Image-grounded pointing data
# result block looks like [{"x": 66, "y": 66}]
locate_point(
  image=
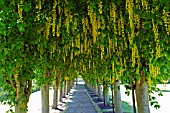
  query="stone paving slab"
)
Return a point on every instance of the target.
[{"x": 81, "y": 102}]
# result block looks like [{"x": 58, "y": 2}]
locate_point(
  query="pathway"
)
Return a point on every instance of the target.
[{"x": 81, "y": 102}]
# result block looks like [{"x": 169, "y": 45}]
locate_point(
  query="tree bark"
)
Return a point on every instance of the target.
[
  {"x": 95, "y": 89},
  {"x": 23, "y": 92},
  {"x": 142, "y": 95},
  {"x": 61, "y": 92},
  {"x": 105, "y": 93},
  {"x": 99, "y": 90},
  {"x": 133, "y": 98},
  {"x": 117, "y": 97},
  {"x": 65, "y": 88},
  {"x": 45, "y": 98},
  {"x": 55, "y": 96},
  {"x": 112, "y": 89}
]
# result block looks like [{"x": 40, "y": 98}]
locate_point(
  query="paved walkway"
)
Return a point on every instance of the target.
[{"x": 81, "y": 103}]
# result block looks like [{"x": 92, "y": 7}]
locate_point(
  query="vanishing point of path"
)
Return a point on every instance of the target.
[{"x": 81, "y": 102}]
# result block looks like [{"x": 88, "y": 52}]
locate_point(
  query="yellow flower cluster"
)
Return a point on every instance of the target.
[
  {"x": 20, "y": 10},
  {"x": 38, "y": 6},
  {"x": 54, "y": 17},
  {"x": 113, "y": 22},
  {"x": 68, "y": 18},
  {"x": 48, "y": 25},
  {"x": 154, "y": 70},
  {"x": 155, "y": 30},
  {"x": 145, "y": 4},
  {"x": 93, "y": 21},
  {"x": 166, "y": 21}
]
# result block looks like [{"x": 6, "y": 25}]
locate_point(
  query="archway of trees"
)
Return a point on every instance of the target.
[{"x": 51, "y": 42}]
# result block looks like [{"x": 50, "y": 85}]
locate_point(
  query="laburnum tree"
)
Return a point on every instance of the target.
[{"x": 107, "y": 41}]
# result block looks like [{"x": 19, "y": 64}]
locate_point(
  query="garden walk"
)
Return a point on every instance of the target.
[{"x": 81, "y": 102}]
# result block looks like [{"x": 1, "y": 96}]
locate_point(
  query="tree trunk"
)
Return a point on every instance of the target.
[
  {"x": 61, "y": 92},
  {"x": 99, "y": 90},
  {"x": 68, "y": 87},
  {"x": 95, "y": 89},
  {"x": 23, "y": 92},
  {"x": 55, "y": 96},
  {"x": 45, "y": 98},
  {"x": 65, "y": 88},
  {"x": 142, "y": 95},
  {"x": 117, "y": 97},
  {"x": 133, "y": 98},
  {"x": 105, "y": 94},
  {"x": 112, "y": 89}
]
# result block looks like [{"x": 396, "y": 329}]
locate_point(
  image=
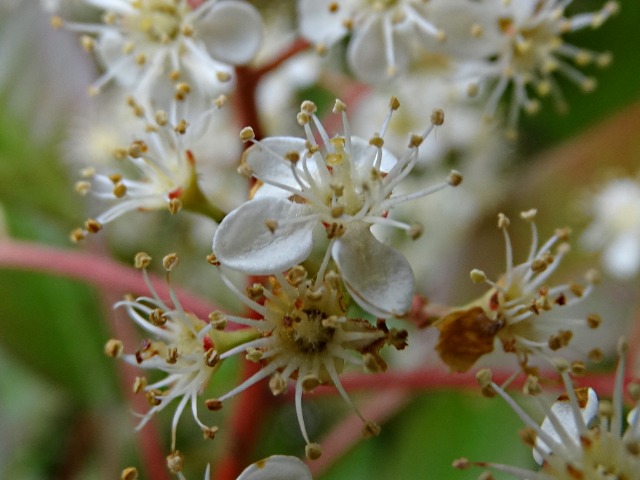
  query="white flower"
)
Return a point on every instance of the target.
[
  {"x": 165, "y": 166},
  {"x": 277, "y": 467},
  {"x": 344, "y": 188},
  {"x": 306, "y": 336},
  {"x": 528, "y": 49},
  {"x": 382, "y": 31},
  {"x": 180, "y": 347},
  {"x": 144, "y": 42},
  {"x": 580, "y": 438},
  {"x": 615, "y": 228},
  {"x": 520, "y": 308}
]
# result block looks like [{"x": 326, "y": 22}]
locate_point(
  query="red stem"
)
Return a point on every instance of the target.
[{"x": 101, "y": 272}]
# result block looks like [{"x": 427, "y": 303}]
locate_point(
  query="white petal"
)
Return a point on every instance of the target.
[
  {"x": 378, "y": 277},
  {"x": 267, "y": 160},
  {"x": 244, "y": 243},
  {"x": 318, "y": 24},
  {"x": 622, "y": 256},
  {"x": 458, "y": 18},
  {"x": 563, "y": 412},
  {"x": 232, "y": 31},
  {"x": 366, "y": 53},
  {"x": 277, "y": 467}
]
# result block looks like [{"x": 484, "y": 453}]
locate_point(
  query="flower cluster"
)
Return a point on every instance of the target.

About this exercise
Drop the pictures and reproduce the rest of the entries above exactly.

Solution for this exercise
# result block looks like [{"x": 66, "y": 66}]
locate_point(
  image=
  query="stone paving slab"
)
Return a point on every instance of the target.
[{"x": 81, "y": 102}]
# result block looks like [{"x": 58, "y": 2}]
locate_point(
  query="pathway"
)
Return a point on every instance of the target.
[{"x": 81, "y": 102}]
# result block looks like [{"x": 169, "y": 45}]
locate_point(
  query="tree bark"
)
Return a point on every instance of the target.
[
  {"x": 95, "y": 89},
  {"x": 23, "y": 92},
  {"x": 142, "y": 95},
  {"x": 61, "y": 92},
  {"x": 105, "y": 93},
  {"x": 99, "y": 90},
  {"x": 133, "y": 98},
  {"x": 117, "y": 97},
  {"x": 65, "y": 88},
  {"x": 45, "y": 98},
  {"x": 55, "y": 96},
  {"x": 112, "y": 89}
]
# result block looks like [{"x": 40, "y": 98}]
locate_point(
  query="paved walkway"
)
Return a point on every instance of the target.
[{"x": 81, "y": 103}]
# result block looks like [{"x": 92, "y": 7}]
locate_point(
  query="vanishing point of path"
)
Return a point on every instance of the target.
[{"x": 81, "y": 102}]
# result block looks like [{"x": 88, "y": 52}]
locate_point(
  query="yellow flower cluster"
)
Return a point on every instance of the target.
[
  {"x": 20, "y": 10},
  {"x": 38, "y": 6},
  {"x": 54, "y": 17},
  {"x": 113, "y": 22},
  {"x": 68, "y": 18},
  {"x": 48, "y": 25},
  {"x": 154, "y": 70},
  {"x": 155, "y": 30},
  {"x": 145, "y": 4},
  {"x": 93, "y": 21},
  {"x": 166, "y": 21}
]
# result block looks like [{"x": 6, "y": 25}]
locate_point(
  query="archway of trees"
)
Return a point on every instance of the target.
[{"x": 51, "y": 42}]
# result block looks like [{"x": 50, "y": 85}]
locate_point(
  query="laburnum tree"
)
Return a point on every instance of the target.
[{"x": 107, "y": 41}]
# result block looks like [{"x": 19, "y": 64}]
locate_point(
  query="garden walk"
)
Return a point on every instance of the target.
[{"x": 81, "y": 102}]
# result block looks like [{"x": 1, "y": 96}]
locate_point(
  query="tree trunk"
)
Return a point on every instance of the target.
[
  {"x": 61, "y": 92},
  {"x": 99, "y": 90},
  {"x": 68, "y": 87},
  {"x": 95, "y": 89},
  {"x": 23, "y": 92},
  {"x": 55, "y": 96},
  {"x": 45, "y": 98},
  {"x": 65, "y": 88},
  {"x": 142, "y": 95},
  {"x": 117, "y": 97},
  {"x": 133, "y": 98},
  {"x": 105, "y": 94},
  {"x": 112, "y": 89}
]
# result block looks like [{"x": 396, "y": 329}]
locate_point(
  image=
  query="white flower"
)
Return a point on every instance of the target.
[
  {"x": 165, "y": 166},
  {"x": 277, "y": 467},
  {"x": 344, "y": 188},
  {"x": 306, "y": 336},
  {"x": 528, "y": 49},
  {"x": 382, "y": 31},
  {"x": 180, "y": 347},
  {"x": 144, "y": 42},
  {"x": 580, "y": 438},
  {"x": 615, "y": 228},
  {"x": 520, "y": 308}
]
# result block looks like [{"x": 326, "y": 22}]
locate_point(
  query="red stem"
)
Return a point on every instance of the target.
[{"x": 101, "y": 272}]
# result block looks like [{"x": 427, "y": 303}]
locate_point(
  query="white petal"
)
Return a point on every instance of the target.
[
  {"x": 378, "y": 277},
  {"x": 267, "y": 160},
  {"x": 244, "y": 243},
  {"x": 318, "y": 24},
  {"x": 622, "y": 256},
  {"x": 458, "y": 18},
  {"x": 563, "y": 412},
  {"x": 232, "y": 31},
  {"x": 366, "y": 53},
  {"x": 277, "y": 467}
]
# result block looks like [{"x": 484, "y": 453}]
locate_point(
  query="flower cluster"
)
Return a point on every instance of the target.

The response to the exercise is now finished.